Records supplied:
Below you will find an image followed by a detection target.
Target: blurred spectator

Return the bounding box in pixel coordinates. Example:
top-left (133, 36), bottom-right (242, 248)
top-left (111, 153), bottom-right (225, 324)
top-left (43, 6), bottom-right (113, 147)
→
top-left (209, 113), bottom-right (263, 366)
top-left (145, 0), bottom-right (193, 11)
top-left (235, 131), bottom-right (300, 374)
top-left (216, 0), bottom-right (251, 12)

Challenge:
Format the data above as a two-column CSV headed text and answer, with one row per text paired with its answer. Put each field in double quotes and turn line breaks into spaces.

Task solution:
text,answer
"Below you will find an image followed by a detection target. Target: blurred spectator Return the bounding box in pixel coordinates. Example: top-left (133, 36), bottom-right (242, 248) top-left (111, 153), bottom-right (225, 324) top-left (43, 6), bottom-right (113, 147) →","top-left (209, 113), bottom-right (263, 366) top-left (145, 0), bottom-right (193, 11) top-left (235, 131), bottom-right (300, 374) top-left (216, 0), bottom-right (251, 12)"